■ **What you should do**
Write out the material below again, unchanged.

■ **Stored records**
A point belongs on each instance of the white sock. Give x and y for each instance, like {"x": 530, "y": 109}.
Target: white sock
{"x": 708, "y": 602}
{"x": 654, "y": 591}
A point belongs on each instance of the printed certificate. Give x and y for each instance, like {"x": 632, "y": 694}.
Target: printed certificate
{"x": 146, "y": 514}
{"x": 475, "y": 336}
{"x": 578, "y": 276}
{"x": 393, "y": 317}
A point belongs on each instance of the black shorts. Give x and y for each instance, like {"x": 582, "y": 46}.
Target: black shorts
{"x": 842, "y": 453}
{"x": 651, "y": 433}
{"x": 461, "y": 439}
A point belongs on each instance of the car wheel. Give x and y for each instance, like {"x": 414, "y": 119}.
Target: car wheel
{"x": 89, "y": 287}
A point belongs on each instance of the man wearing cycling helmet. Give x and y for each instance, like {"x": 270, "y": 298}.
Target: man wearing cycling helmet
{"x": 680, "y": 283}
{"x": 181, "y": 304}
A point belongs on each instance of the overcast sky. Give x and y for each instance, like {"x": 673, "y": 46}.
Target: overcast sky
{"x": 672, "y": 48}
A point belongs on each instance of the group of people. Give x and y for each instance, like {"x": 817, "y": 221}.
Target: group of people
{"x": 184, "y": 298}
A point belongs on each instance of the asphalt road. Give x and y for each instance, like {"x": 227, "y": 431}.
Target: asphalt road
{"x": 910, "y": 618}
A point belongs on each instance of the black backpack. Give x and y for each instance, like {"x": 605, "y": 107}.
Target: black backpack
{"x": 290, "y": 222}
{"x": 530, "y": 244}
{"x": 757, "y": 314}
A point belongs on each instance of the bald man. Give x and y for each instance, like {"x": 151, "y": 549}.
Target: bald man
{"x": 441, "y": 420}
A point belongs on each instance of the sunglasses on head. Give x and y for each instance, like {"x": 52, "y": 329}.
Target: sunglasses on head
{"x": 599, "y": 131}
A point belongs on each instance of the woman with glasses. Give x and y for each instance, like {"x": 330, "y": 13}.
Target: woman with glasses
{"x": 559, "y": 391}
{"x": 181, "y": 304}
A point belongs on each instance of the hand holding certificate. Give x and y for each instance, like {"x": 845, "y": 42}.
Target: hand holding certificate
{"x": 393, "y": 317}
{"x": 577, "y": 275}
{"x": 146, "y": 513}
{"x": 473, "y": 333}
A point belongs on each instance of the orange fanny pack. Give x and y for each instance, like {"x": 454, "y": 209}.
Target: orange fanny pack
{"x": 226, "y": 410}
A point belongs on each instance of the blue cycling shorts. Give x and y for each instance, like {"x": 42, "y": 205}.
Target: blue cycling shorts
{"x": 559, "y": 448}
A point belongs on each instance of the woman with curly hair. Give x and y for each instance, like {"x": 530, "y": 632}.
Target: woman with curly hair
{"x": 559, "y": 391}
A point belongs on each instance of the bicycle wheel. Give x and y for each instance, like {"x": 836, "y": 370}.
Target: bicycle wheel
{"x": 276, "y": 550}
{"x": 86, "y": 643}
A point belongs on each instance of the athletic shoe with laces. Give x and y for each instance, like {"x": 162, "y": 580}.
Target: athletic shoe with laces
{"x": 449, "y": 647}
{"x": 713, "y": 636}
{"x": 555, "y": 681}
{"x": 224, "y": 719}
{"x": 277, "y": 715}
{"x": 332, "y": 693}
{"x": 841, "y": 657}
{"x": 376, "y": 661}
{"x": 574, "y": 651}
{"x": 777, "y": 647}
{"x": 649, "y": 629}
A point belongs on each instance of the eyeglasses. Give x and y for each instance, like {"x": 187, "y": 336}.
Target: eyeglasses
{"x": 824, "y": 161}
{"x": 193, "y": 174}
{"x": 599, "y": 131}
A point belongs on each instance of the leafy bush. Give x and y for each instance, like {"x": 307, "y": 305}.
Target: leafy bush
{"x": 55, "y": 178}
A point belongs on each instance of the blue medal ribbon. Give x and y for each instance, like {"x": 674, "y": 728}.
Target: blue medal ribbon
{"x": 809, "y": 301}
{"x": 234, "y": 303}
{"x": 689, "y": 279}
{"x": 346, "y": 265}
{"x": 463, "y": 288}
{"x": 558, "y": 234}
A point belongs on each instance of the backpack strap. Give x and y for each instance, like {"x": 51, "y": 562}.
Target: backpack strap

■ **Exercise response**
A point belongs on each instance of the white sock. Give x and y for each instance, like {"x": 530, "y": 109}.
Target: white sock
{"x": 708, "y": 602}
{"x": 654, "y": 591}
A point belongs on each instance of the printed certificate. Give x and y for each instance, like {"x": 632, "y": 694}.
Target: printed certificate
{"x": 146, "y": 514}
{"x": 475, "y": 336}
{"x": 578, "y": 276}
{"x": 393, "y": 317}
A point belongs on each instance of the black shorts. Give x and y for each instance, like {"x": 582, "y": 46}.
Target: black shorts
{"x": 842, "y": 453}
{"x": 651, "y": 433}
{"x": 461, "y": 439}
A point belongs on each instance of the car wheel. Give x and y for each instance, like {"x": 414, "y": 119}.
Target: car wheel
{"x": 89, "y": 287}
A point belongs on each instance of the man wearing cycling helmet. Give x and y for each instance, like {"x": 270, "y": 298}.
Target: man wearing cycling helmet
{"x": 680, "y": 283}
{"x": 181, "y": 304}
A point belongs on each instance of the overcast sky. Give x and y for each instance, like {"x": 673, "y": 46}.
Target: overcast sky
{"x": 672, "y": 48}
A point belongs on each instance of the group of people. Give x and y for each instance, like {"x": 817, "y": 221}.
Target: group of people
{"x": 184, "y": 298}
A point belongs on each instance of the asphalt road. Give x and y for each instance, like {"x": 227, "y": 431}.
Target: asphalt road
{"x": 910, "y": 618}
A point belongs on each instance of the black backpack. Give x and y for each instance, like {"x": 605, "y": 107}.
Target: black backpack
{"x": 290, "y": 222}
{"x": 530, "y": 244}
{"x": 757, "y": 314}
A point belongs on each instance of the bald man. Give x and y for each instance, like {"x": 151, "y": 549}.
Target: bald man
{"x": 441, "y": 420}
A point belongs on each instance of the sunglasses on head. Give x and y for each instance, like {"x": 52, "y": 329}.
Target: sunglasses on head
{"x": 599, "y": 131}
A point belongs on each instance of the woman with glasses. Give x and y for each instance, like {"x": 330, "y": 13}.
Target: woman with glasses
{"x": 559, "y": 391}
{"x": 181, "y": 304}
A point belongs on each instance of the hand holding certificate. Give x and y for each instance, like {"x": 845, "y": 42}.
Target: hand holding certificate
{"x": 393, "y": 317}
{"x": 577, "y": 275}
{"x": 146, "y": 513}
{"x": 473, "y": 333}
A point belongs on each instance of the orange fanny pack. Give x and y for each instance, like {"x": 454, "y": 209}.
Target: orange fanny pack
{"x": 226, "y": 410}
A point belongs on each instance of the blue cycling shorts. Give x and y for each instance, like {"x": 42, "y": 205}.
Target: blue cycling shorts
{"x": 559, "y": 448}
A point belongs on each instance of the woman with curly hair. Give x and y for each instance, like {"x": 530, "y": 632}.
Target: woman with curly hair
{"x": 559, "y": 391}
A point belongs on each instance of the bicycle wheel. Give x and y for each instance, like {"x": 836, "y": 370}.
Target: bicycle wheel
{"x": 276, "y": 550}
{"x": 86, "y": 643}
A point belongs on each instance of the athletic shoe with laces. Give x and y for each instance, like {"x": 162, "y": 580}.
Target: athletic shoe with laces
{"x": 449, "y": 647}
{"x": 713, "y": 636}
{"x": 555, "y": 681}
{"x": 224, "y": 719}
{"x": 277, "y": 715}
{"x": 332, "y": 693}
{"x": 841, "y": 657}
{"x": 376, "y": 661}
{"x": 574, "y": 651}
{"x": 777, "y": 647}
{"x": 649, "y": 629}
A point belongs on each instance of the eyeglasses. Give x and y for each instance, like {"x": 187, "y": 336}.
Target: eyeglasses
{"x": 824, "y": 161}
{"x": 193, "y": 174}
{"x": 599, "y": 131}
A point belongs on each instance of the leafy bush. Give x and y for each instance, like {"x": 307, "y": 305}.
Target: leafy bush
{"x": 55, "y": 178}
A point belongs on each instance of the blue medal ribbon. Give x and y for each instance, like {"x": 674, "y": 728}.
Target: blue medal ribbon
{"x": 809, "y": 301}
{"x": 234, "y": 303}
{"x": 689, "y": 279}
{"x": 346, "y": 265}
{"x": 463, "y": 288}
{"x": 558, "y": 234}
A point belongs on each instance of the backpack strap. Give x and y for each instance, like {"x": 51, "y": 562}.
Target: backpack strap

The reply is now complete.